• Work required: Give back exactly the lines running from the line with "point: forest -- for" to the end of the entries, and only those lines.

========

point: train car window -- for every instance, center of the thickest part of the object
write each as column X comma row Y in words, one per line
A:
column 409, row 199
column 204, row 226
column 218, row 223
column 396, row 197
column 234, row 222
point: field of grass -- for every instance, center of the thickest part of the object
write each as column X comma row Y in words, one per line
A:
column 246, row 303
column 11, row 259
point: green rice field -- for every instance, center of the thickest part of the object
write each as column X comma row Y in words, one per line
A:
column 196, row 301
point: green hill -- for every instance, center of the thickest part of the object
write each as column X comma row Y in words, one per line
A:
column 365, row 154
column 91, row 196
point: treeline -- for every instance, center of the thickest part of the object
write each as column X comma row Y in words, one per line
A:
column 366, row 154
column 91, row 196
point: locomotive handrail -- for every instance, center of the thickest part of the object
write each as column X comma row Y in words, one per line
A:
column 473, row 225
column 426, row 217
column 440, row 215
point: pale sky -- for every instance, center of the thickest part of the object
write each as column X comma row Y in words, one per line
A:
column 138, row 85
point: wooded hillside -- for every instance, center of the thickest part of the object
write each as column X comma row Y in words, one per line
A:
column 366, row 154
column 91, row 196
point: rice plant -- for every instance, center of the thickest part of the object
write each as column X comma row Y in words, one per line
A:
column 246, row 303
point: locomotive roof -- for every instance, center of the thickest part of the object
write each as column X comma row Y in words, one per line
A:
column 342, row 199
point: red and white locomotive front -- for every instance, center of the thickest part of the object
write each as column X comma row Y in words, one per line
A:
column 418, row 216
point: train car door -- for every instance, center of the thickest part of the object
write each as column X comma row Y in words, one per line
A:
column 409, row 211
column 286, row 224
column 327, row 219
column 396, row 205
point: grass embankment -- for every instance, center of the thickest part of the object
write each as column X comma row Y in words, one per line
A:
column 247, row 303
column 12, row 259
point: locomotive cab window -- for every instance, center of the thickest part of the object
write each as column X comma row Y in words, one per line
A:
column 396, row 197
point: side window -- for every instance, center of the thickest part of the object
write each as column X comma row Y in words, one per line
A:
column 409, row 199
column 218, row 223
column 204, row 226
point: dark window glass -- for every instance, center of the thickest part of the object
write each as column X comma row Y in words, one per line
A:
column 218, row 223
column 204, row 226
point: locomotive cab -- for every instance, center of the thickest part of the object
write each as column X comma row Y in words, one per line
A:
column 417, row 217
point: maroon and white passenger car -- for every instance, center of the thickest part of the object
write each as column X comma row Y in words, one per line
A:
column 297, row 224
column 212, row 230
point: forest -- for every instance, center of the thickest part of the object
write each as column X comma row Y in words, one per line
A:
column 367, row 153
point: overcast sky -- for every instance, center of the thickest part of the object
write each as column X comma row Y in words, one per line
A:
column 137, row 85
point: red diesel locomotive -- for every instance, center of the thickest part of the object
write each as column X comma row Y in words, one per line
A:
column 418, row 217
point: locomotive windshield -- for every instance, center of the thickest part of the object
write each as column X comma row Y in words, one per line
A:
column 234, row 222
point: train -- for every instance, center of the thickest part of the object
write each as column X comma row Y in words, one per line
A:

========

• Reply to the task:
point: forest -- for every instance, center of the thickest part of the object
write each as column X comma row Y in words, one per line
A:
column 367, row 153
point: overcast sky -- for every instance, center of the thickest part of the object
write each as column X comma row Y in words, one per line
A:
column 137, row 85
point: red diesel locomotive -- for every instance, center of the thickest part of the object
write each as column X comma row Y in words, one per line
A:
column 418, row 217
point: locomotive windshield -- for every instance, center of the thickest part of the object
write each as column X comma row Y in words, one per line
A:
column 234, row 222
point: train -- for every instance, center of the thickest part of the object
write each as column X comma row Y in words, one per line
A:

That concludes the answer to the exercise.